What you are asked to do: Write out all of the material below again, swapping "pin" for "marker" wherever it occurs and keeping everything else the same. Leave the pictures out.
** Begin Supplied material **
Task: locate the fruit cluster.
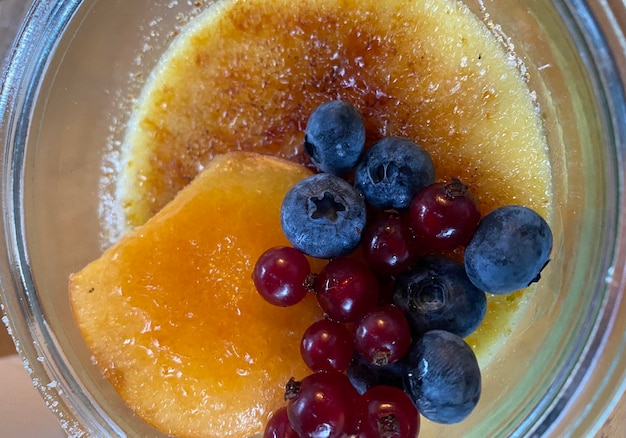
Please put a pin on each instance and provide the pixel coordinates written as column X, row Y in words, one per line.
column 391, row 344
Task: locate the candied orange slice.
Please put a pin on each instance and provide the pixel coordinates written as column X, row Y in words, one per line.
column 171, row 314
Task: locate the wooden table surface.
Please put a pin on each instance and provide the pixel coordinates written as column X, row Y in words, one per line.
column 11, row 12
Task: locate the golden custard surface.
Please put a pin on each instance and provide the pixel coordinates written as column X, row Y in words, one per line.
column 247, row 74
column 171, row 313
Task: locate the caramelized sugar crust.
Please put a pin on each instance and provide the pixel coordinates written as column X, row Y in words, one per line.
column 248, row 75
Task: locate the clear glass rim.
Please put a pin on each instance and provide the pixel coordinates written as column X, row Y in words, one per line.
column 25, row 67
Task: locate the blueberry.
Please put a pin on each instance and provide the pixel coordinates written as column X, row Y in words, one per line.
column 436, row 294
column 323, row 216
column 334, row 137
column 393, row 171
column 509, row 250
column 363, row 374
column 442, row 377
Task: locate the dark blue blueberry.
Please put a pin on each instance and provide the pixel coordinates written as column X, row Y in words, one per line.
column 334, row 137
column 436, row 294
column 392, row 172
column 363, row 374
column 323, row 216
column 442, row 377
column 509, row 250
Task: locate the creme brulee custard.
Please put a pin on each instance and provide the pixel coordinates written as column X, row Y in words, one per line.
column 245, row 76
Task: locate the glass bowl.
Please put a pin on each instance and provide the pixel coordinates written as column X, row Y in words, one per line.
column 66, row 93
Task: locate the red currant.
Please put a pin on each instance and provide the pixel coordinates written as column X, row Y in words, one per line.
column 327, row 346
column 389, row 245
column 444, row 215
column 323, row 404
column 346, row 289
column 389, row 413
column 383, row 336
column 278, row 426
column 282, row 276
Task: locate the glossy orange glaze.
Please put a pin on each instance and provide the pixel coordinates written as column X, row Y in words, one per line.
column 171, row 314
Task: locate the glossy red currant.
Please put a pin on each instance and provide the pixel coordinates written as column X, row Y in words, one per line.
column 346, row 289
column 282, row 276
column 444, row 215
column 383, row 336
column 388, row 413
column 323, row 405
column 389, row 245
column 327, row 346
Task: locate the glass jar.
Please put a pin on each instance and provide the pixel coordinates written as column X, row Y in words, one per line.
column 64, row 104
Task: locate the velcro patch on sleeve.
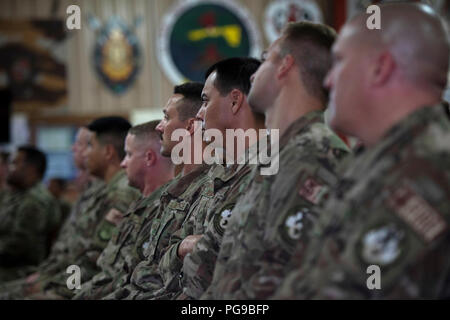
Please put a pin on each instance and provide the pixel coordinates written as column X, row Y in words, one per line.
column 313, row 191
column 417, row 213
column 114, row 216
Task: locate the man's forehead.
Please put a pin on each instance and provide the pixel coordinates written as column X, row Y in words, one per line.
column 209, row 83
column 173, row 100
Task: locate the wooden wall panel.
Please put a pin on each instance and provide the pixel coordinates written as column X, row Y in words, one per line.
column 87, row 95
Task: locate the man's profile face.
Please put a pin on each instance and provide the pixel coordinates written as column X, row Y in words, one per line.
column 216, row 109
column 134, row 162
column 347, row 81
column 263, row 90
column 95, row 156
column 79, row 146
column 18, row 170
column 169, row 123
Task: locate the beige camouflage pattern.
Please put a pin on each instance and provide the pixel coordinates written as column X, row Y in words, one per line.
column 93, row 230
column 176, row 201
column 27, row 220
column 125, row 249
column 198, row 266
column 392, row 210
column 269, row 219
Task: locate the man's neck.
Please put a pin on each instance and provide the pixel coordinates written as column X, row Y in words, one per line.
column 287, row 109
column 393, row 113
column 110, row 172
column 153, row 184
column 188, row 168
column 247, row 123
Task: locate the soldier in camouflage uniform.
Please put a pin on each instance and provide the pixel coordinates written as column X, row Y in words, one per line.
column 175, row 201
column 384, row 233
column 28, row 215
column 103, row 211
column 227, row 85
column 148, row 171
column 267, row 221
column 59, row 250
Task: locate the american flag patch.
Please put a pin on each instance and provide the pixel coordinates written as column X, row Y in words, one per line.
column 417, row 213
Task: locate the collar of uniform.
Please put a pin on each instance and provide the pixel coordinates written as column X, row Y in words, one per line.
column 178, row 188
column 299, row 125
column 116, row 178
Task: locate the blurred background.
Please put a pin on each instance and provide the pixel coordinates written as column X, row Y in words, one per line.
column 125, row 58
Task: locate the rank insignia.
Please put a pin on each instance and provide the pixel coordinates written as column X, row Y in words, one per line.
** End Supplied material **
Reply:
Task: locate the fruit cluster.
Please put a marker on each instance and provide the pixel coordinates written as column X, row Y in words, one per line.
column 391, row 344
Task: locate the candied orange slice.
Please put a marker on each instance and provide the pixel coordinates written as column X, row Y in words, one per line.
column 171, row 314
Task: locate the wooden table surface.
Please put a marker on each instance and provide the pixel coordinates written as column X, row Y in words, one per line.
column 11, row 12
Task: locate the golden custard surface.
Please put a marker on each instance and provide the pixel coordinates written as column X, row Y in words, one per line.
column 247, row 74
column 171, row 313
Task: locate the caramelized sugar crust.
Please put a marker on each instance and provide the pixel coordinates written as column X, row Y in words, one per line.
column 248, row 75
Task: locate the clear glass rim.
Please put a marker on each instance and provide the pixel coordinates written as column X, row Y in words, one per line.
column 25, row 67
Task: locate the blueberry.
Please put a marker on each instance and provide the pixel coordinates written as column X, row Y in words, one per line.
column 436, row 294
column 323, row 216
column 334, row 137
column 393, row 171
column 509, row 250
column 363, row 374
column 442, row 377
Task: locate the dark blue blueberry.
Please put a marker on each instance and provide the pixel coordinates written as column X, row Y in words, one per line.
column 334, row 137
column 436, row 294
column 392, row 172
column 363, row 374
column 323, row 216
column 442, row 377
column 509, row 250
Task: locate the creme brulee custard.
Please put a marker on each instance and provide the pixel coordinates written as column X, row Y in words, one per line.
column 245, row 76
Task: locate the glass bowl.
Please put a marker on each instance and provide the pixel coordinates written as column X, row Y in words, one per line.
column 66, row 93
Task: locate the red currant.
Please put a marker on each instance and provide the pixel coordinates written as column X, row Y in words, one per line.
column 327, row 346
column 389, row 245
column 444, row 215
column 323, row 404
column 346, row 289
column 389, row 413
column 383, row 336
column 278, row 426
column 282, row 276
Task: locate the glossy orange glaze.
Please put a marker on each instance and provide the pixel coordinates written as column X, row Y in words, one per line.
column 171, row 314
Task: locate the glossy red currant.
Please put a marker on each instance and provide the pixel coordinates written as column X, row Y in words, one per line.
column 346, row 289
column 282, row 276
column 444, row 215
column 383, row 336
column 388, row 413
column 323, row 405
column 389, row 245
column 327, row 346
Task: locate the glass jar.
Please put a marker on each instance and provide the pixel coordinates written as column X, row Y in words, one per line.
column 64, row 104
Task: locate the velcro patch on sleeve.
Please put a marker on each instance and provide the pixel coordinates written as column X, row Y in words, one per line.
column 313, row 191
column 417, row 213
column 114, row 216
Task: locate the man's forehead.
Please put a marker on each instance and provide the pixel coordinates written as column X, row Y in words, one per line.
column 209, row 83
column 173, row 100
Task: locate the wooden wall panel.
Please put a marker on each instance and provide the pixel coordinates written as column X, row Y in words, one per line.
column 87, row 95
Task: locate the man's profile face.
Please put a marker on each instance and provide the pixel coordinates written as column X, row Y in words, one per line.
column 216, row 109
column 134, row 162
column 347, row 81
column 263, row 90
column 95, row 156
column 79, row 146
column 18, row 170
column 169, row 123
Task: locate the beige camouflage pattern.
Please put a marker on each instance and provide the pixel coordinates written as column X, row Y in words, one per line.
column 93, row 230
column 176, row 201
column 27, row 220
column 125, row 249
column 198, row 266
column 392, row 210
column 269, row 219
Task: locate the man's neck.
Please put a marker on each instance and provide the pixel coordinates written as column X, row Y in words, one per line.
column 287, row 109
column 393, row 113
column 110, row 172
column 153, row 184
column 188, row 168
column 247, row 123
Task: locate the soldier in camouflage uniform.
Please put a marker on each instance and provide the pixel coordinates written as column X, row Y in words, one per line.
column 175, row 201
column 384, row 233
column 28, row 215
column 103, row 211
column 227, row 85
column 148, row 171
column 267, row 221
column 59, row 250
Task: locate the american flag patch.
Please put a marker on each instance and provide the pixel coordinates written as column X, row Y in words, one per line.
column 417, row 213
Task: locate the collar of uniform.
Please put a marker on each instance and provide the pixel coordinates written as column X, row Y in words, one per line.
column 178, row 188
column 299, row 125
column 116, row 178
Task: locate the blurred background.
Please put a marker on each instance and provide the pixel coordinates written as column X, row Y in words, one per line.
column 125, row 58
Task: locate the rank insignia.
Please put a marker on each instance and provide the pixel coordinates written as column X, row Y in words, one per line.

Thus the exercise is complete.